▸ Work instructions:
Change "For the benchmark" to "For the evaluation" throughout the entries below, and reproduce every line with nothing else altered.

▸ Stored data:
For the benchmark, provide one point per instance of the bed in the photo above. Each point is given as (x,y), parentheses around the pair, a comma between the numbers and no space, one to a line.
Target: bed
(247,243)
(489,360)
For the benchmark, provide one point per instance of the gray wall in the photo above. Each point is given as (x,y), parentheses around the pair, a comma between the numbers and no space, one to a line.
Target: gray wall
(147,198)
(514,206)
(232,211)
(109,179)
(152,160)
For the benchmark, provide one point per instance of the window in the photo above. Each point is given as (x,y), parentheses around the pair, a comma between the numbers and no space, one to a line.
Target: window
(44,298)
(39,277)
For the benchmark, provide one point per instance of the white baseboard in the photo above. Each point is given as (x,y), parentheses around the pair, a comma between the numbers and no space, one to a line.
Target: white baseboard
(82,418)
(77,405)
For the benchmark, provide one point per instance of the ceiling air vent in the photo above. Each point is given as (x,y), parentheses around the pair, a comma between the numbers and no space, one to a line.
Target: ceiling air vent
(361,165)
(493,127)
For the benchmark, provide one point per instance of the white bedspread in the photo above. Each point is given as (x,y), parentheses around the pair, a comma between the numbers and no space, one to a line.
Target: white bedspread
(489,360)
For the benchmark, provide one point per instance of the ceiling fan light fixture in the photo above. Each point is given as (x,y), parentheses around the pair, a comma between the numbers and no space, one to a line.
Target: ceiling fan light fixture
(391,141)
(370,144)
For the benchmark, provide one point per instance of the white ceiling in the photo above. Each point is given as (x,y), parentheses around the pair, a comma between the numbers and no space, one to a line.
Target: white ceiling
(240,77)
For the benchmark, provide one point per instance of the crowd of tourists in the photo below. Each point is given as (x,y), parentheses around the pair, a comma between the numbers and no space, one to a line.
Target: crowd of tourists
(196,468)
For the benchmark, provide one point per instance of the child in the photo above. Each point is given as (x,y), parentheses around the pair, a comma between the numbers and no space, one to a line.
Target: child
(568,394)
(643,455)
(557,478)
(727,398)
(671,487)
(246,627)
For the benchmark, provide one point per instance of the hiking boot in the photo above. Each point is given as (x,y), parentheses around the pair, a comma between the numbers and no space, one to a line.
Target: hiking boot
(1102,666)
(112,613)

▸ The answer:
For the evaluation, provide one point per instance of the bed in the photo above. Each point is given as (x,y), parentheses around the pair, a comma between the numbers and no space, one to a line.
Target: bed
(247,243)
(489,360)
For the evaluation, provide one point per instance of the gray wall in the photo above. Each point is given as (x,y), parentheses around the pair, a comma between the numbers and no space, one to a line.
Target: gray wall
(147,198)
(514,206)
(232,211)
(109,179)
(152,160)
For the evaluation, provide one point per instance of the window in the photo above. Each point is given as (x,y), parentheses around the pair, a comma between the numbers and no space, one to a line.
Target: window
(44,298)
(39,277)
For the evaluation, provide one point per instance of the white baseboard in the photo above. Each point is given as (x,y), parentheses around the pair, a comma between the numbers and no space, one to a line.
Target: white baseboard
(82,418)
(77,405)
For the evaluation, provide one point per instance of the ceiling air vent in the photo above. Each point is given as (x,y), parentheses around the pair, a comma between the numbers and no space, one to a line.
Target: ceiling air vent
(361,165)
(493,127)
For the evaluation, provide one point per instance of the white bedspread in the photo above. Each point is given as (x,y), parentheses around the pair, a comma between the numbers and no space, one to a line.
Target: white bedspread
(489,360)
For the evaluation, provide one point per instance of the ceiling fan light fixture in the photo above. Each point is given as (x,y), parentheses around the pair, a comma between the numbers and no space, one to a line.
Target: ceiling fan light fixture
(391,141)
(370,144)
For the evaluation, provide one point per instance of the white ceiling in the photo above. Each point is given as (x,y), parentheses around the pair, a comma between the numbers and no space, one to a line.
Target: white ceiling
(240,77)
For the evaluation, provide one point per instance of the crowd of tourists in the photo below. Each point is given as (x,y), parentheses around the pair, a comma between the numbers and no space, one to a line.
Target: crowd of tourists
(196,468)
For the evaluation, provide one point per instance of the child in the photo above. Each point is given as (x,y), parentheses around the pair, a comma between the numbers and no space, one to a line.
Target: child
(568,394)
(643,455)
(557,478)
(727,398)
(671,487)
(246,627)
For the evaluation, provide one point per instance of the hiking boot in the photo above. Each point is given as (x,y), parentheses around the pair, a comma between the numbers and no space, one to a line.
Target: hiking boot
(1102,666)
(112,613)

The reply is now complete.